SELECTED EXTRACT:
<<<<

Any constructive criticism would be most welcome!


----------



## gmacted (Jan 18, 2006)

Very nice! I love the detail. Is it made from styrofoam?


----------



## DeathTouch (Sep 6, 2005)

That turned out rather well. I tried to find a flower to put on mine but I could find a picture like that.


----------



## krough (Oct 7, 2004)

Very Nice Gothikim


----------



## gypsichic (Jun 6, 2006)

great job!


----------



## grapegrl (Jan 3, 2006)

Holy cow at the detail! That's beautiful!


----------



## Gloomy_Gus (Jul 11, 2006)

Very nice indeed.


----------



## Frighteners Entertainment (Jan 24, 2006)

Yes it is, nice color.


----------



## Gothikim (Jun 30, 2006)

Thanks for the comments, y'all!

The stone is pink Dow foam from HD, and I based it on this stone: http://www.gravematter.com/morrill5.asp.

That website ( http://www.gravematter.com ) has dozens, if not hundreds, of pics of gravestones ranging from the 1600s to the early 1900s. There's a link to "Interesting Carvings" which includes a lot of ornate stones.

This pink stone and the one I'm working on now are both based on stones that I found on gravematter.com.


----------



## Dr Morbius (Sep 21, 2004)

To bad you didn't enter that stone in the last contest! You would've KICKED ASS! LOL! I love that carving...Terrific job!


----------



## Empress Nightshade (Jul 25, 2004)

Gothikim said:


> Any constructive criticism would be most welcome!


I DO have some criticism.....
I don't think it's gonna look good in your yard, so I think you should send it to: PO Box 548, Carmichael, Califor......LOL!!!! 

That stone is SWEEEET!!


----------



## TearyThunder (Jul 1, 2006)

Gothikim, It's stunning.....beautiful.......um......er......I don't know that to say. Congrats on a job beautifully well done!!!


----------



## ScareFX (Aug 18, 2004)

Excellent work Gothikim.


----------



## Gothikim (Jun 30, 2006)

Dr Morbius said:


> To bad you didn't enter that stone in the last contest! You would've KICKED ASS! LOL! I love that carving...Terrific job!


I don't have 30 posts, so the timing was irrelevant, but I would've liked to have entered it! DOH!


----------



## Hellrazor (Jun 18, 2006)

that stone is fantastic!!! i would have voted for yours too. I hope you enter the scarecrow contest


----------



## slightlymad (May 25, 2006)

Very nice work


----------



## Zombie-F (Apr 12, 2004)

Excellent paint job on this one! I really envy you people that know how to paint a tombstone. I can barely paint the shed, let alone do any faux stone painting.


----------



## heresjohnny (Feb 15, 2006)

Great job, I love the weathering and paint job!


----------



## Vlad (Aug 2, 2005)

I love the classics. I've always had a preference for realism in headstones. Well done.


----------



## mrklaw (Nov 11, 2005)

great job. I hope no one steals it this halloween. My gravestones weren't even close as detailed as that and I was devastated.


----------



## Fright Yard (Jul 12, 2006)

*Good Job*

I like the detail and the color, way cool!


----------



## turtle2778 (Jul 9, 2006)

>>>>

TASK BRIEF:
Answer these from the gravestone thread:
1. What is the stone made of?
2. What does Gothikim say they lack, which kept them out of the last contest?
3. Which contest does Hellrazor hope Gothikim will enter?

STORED DATA:

<<<<

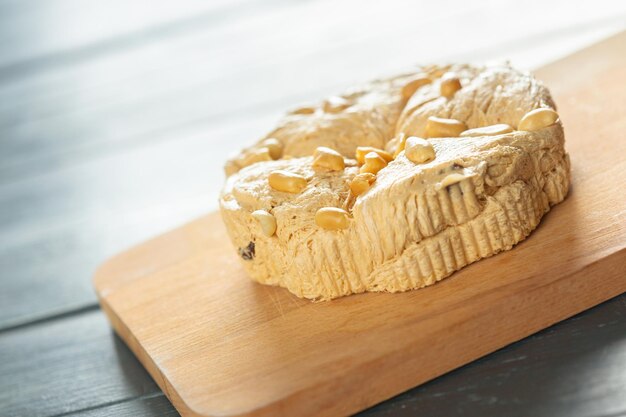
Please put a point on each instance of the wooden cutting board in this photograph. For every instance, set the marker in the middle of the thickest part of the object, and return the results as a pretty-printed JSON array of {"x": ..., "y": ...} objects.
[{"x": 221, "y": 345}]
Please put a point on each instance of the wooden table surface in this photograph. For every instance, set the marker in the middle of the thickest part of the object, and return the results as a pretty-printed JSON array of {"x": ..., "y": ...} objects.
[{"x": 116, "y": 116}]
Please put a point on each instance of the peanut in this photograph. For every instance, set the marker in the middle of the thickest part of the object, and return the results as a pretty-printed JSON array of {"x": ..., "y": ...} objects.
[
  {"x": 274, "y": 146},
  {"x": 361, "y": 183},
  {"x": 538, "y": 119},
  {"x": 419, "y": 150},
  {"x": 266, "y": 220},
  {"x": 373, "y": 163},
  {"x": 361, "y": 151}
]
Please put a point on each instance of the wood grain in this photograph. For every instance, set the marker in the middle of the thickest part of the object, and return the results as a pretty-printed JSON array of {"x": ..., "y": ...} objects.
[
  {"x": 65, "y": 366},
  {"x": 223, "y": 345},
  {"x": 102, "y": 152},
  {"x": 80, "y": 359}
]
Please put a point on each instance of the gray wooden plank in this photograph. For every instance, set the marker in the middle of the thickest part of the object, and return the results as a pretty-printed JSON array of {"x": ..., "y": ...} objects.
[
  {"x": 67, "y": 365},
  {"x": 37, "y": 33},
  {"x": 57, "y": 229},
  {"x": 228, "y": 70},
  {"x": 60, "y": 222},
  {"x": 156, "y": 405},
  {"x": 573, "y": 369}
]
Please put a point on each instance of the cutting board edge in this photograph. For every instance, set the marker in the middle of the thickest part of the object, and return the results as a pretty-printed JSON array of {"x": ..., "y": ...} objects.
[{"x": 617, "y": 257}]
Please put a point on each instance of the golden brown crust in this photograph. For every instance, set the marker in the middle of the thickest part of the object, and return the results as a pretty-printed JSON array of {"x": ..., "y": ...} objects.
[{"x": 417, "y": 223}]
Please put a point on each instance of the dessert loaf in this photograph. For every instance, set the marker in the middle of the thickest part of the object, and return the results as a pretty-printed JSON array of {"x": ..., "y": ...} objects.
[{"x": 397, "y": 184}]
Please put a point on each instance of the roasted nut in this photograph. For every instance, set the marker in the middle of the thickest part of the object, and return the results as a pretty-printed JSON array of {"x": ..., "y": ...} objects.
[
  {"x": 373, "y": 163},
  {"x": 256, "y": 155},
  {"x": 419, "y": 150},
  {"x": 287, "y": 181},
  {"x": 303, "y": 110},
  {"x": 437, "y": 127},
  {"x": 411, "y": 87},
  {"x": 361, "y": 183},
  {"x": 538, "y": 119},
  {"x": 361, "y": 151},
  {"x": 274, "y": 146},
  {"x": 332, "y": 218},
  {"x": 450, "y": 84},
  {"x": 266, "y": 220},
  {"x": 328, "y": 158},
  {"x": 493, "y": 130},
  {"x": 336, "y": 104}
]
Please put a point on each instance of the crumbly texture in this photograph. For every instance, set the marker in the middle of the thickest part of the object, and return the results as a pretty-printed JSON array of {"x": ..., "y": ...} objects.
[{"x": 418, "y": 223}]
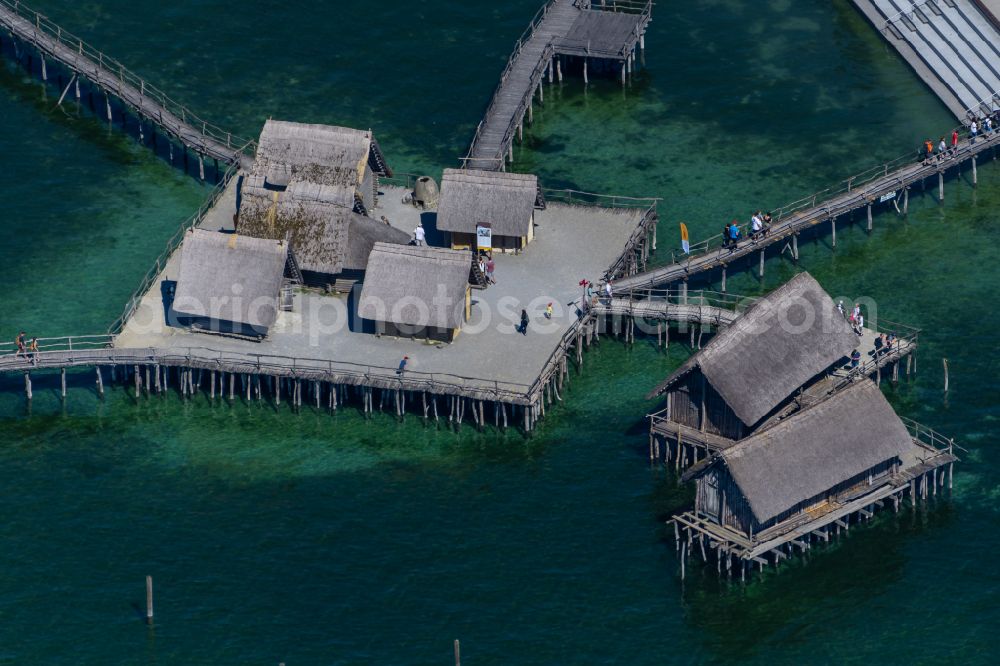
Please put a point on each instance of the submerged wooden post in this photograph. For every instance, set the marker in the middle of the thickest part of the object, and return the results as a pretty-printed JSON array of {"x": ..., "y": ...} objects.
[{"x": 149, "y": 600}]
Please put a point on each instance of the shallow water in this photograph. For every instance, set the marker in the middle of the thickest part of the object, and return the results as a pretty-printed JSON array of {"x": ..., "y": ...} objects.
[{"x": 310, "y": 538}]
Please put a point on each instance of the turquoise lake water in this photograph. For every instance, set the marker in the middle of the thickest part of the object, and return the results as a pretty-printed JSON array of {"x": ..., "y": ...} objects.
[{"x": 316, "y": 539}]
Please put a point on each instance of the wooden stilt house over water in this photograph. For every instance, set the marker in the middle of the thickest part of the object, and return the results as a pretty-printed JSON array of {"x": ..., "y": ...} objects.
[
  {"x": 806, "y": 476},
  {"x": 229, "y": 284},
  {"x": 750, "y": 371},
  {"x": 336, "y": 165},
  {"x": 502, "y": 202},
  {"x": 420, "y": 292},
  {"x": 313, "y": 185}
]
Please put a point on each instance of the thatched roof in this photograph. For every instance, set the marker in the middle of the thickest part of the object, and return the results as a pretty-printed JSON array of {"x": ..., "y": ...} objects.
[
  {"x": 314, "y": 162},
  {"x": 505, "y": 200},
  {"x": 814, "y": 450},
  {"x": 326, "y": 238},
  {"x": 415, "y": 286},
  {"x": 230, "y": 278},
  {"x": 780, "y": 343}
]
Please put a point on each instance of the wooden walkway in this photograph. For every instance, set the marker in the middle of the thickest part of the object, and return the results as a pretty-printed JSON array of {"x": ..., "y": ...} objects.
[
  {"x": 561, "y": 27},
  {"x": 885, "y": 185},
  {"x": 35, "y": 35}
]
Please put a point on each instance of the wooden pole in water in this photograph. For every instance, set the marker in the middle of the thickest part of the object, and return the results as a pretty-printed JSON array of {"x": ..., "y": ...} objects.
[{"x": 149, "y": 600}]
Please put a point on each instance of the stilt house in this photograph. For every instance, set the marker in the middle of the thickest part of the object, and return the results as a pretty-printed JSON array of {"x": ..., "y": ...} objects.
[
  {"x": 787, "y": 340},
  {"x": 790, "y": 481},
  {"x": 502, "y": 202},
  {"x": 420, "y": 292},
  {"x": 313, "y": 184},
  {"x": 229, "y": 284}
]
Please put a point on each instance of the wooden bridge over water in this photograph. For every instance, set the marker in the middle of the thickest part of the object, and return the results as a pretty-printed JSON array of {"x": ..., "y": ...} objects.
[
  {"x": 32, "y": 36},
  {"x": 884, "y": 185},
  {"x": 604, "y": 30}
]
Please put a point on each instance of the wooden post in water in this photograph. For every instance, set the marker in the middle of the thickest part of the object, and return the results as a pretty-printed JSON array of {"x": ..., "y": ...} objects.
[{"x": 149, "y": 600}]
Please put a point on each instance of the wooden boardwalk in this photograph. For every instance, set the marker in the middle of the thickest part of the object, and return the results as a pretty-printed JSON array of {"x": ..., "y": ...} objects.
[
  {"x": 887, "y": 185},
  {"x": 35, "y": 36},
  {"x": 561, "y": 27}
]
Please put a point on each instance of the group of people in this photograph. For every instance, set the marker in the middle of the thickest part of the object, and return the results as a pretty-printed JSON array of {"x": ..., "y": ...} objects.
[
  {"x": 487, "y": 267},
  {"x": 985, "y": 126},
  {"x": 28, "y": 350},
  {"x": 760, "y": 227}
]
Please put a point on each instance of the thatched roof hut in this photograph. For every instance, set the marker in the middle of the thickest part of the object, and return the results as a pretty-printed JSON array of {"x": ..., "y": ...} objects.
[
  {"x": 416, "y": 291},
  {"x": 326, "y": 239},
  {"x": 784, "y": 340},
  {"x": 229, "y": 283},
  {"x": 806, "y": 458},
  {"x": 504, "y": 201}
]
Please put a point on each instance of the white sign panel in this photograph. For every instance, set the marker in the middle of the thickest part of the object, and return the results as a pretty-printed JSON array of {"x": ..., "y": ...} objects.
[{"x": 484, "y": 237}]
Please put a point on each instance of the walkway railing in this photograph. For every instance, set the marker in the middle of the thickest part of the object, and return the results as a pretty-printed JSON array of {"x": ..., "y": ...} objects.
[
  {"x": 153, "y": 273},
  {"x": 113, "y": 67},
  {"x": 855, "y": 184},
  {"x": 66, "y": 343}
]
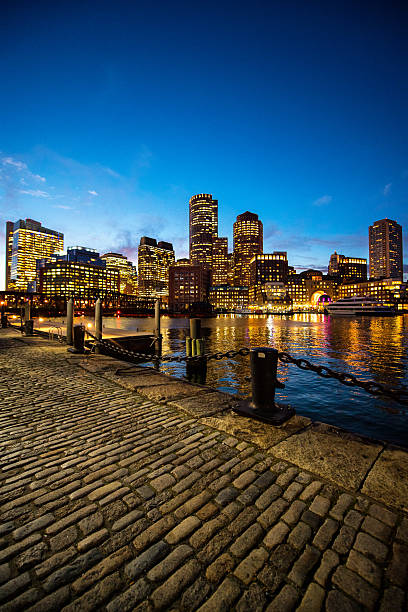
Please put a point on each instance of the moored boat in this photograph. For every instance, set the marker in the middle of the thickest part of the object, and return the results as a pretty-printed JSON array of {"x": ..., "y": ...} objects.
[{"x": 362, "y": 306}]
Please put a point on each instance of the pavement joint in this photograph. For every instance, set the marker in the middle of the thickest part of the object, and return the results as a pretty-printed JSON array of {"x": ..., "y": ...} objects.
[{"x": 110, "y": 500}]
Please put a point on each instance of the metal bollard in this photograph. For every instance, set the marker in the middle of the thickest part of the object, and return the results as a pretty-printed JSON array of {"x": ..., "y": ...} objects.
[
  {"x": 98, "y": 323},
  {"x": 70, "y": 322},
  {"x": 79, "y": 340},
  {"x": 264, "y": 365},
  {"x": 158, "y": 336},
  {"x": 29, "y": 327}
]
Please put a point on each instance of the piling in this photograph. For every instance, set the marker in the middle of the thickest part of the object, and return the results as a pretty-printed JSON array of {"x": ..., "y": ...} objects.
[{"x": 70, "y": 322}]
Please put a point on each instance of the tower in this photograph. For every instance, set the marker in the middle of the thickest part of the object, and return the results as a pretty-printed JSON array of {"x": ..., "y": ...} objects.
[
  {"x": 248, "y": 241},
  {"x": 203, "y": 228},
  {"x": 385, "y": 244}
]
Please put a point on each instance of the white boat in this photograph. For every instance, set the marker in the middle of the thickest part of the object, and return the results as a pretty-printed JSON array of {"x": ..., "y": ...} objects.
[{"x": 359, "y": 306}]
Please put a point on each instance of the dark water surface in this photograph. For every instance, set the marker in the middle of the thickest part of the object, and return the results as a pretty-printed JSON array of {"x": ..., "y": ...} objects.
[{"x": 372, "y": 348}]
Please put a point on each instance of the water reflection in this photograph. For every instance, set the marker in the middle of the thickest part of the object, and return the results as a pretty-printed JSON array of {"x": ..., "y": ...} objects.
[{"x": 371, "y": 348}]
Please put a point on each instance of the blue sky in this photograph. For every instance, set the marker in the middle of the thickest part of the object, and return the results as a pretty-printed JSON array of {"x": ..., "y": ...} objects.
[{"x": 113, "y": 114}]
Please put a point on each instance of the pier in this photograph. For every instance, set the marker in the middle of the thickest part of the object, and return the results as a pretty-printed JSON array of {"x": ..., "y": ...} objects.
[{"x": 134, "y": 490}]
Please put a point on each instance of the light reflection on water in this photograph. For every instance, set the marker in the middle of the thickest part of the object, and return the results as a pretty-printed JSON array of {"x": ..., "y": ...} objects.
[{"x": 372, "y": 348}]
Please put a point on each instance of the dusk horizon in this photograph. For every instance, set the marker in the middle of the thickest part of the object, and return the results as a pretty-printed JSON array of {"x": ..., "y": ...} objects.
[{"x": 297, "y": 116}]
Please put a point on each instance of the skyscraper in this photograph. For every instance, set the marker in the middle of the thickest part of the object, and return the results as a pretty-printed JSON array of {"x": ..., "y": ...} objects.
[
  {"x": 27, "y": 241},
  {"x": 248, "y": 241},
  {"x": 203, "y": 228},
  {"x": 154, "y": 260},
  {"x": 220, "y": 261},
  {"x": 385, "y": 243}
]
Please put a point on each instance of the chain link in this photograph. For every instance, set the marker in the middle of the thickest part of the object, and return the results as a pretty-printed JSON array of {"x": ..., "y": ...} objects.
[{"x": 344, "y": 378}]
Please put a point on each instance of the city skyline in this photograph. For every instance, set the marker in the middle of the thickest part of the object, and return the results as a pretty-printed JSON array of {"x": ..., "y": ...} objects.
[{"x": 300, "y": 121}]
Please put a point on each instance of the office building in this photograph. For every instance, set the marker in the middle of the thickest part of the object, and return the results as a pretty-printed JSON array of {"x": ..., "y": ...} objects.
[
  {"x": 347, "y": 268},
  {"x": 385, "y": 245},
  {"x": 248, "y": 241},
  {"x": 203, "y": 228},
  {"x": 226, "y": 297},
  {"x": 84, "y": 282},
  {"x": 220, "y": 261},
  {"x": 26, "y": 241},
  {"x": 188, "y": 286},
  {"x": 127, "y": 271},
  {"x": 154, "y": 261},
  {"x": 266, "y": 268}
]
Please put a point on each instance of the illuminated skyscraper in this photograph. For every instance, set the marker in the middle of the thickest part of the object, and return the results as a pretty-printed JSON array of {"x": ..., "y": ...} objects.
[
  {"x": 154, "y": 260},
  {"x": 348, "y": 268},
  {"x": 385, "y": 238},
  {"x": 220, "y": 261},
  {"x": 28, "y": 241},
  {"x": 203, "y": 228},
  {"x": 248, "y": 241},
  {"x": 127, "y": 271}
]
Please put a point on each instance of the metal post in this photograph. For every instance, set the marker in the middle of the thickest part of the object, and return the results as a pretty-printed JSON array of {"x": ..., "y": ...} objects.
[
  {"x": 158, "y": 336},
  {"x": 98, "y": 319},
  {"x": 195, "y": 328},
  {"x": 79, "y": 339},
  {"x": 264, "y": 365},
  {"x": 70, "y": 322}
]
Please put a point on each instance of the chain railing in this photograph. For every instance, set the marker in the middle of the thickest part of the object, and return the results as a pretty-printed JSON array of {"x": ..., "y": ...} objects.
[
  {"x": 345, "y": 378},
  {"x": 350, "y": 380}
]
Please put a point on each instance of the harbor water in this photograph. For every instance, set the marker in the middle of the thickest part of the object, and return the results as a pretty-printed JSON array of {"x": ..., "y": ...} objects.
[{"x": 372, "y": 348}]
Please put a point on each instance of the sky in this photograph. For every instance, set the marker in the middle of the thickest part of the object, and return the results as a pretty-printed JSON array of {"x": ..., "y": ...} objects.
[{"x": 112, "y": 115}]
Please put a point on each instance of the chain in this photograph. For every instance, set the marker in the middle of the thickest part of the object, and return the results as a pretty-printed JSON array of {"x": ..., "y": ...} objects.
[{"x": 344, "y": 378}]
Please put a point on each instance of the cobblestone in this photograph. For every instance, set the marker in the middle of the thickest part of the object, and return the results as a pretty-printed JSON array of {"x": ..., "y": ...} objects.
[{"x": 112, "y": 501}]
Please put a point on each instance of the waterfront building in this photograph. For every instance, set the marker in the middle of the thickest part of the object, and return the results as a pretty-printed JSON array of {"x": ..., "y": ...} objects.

>>>>

THE SOLUTION:
1. Pink Dow foam from HD.
2. 30 posts.
3. The scarecrow contest.